→ Required task: Copy the material from the line with "target = child's bare foot" through the line with "[730,404,792,510]", keeping every line but leaving out the picture, and add 91 to each bounding-box coordinate in the answers.

→ Material supplied:
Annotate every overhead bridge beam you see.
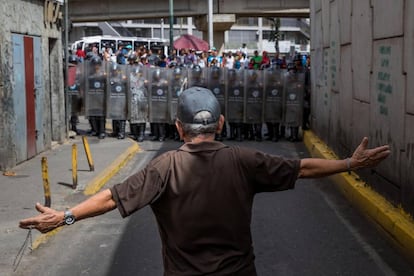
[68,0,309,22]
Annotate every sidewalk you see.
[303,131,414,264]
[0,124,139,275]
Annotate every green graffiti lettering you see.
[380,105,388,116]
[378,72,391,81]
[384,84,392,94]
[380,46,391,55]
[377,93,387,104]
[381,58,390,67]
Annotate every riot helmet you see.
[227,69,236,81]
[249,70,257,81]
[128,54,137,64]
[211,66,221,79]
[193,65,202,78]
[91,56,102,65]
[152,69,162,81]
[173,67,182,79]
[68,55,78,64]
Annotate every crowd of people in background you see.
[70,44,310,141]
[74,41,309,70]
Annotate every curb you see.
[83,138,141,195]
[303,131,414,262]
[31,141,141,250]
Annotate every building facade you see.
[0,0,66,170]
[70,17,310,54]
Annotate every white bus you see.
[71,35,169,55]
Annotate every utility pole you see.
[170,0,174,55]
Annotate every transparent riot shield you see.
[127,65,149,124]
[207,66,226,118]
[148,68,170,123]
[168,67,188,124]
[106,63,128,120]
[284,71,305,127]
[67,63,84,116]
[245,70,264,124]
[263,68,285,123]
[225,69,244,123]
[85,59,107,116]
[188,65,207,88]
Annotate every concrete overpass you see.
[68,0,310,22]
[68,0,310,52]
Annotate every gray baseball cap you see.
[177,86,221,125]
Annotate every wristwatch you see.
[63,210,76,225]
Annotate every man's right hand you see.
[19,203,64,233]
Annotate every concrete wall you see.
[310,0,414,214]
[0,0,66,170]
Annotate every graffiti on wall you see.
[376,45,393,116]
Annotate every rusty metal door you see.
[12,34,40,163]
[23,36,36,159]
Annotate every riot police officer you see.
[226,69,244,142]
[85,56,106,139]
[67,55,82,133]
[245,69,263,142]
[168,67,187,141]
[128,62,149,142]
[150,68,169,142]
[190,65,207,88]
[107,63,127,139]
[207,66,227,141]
* * *
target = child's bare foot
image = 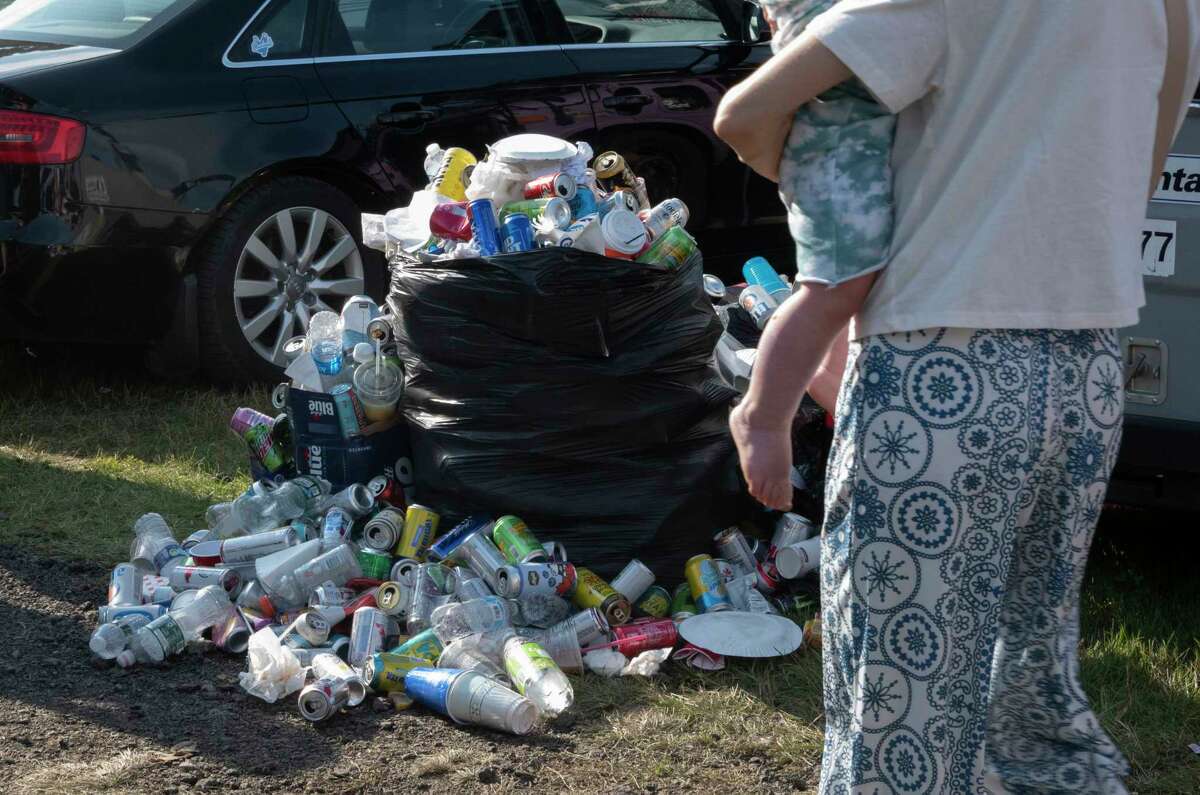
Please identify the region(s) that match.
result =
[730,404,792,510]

→ Answer below:
target = child's bare foot
image = 
Please identify the region(s) that match.
result =
[821,495,883,601]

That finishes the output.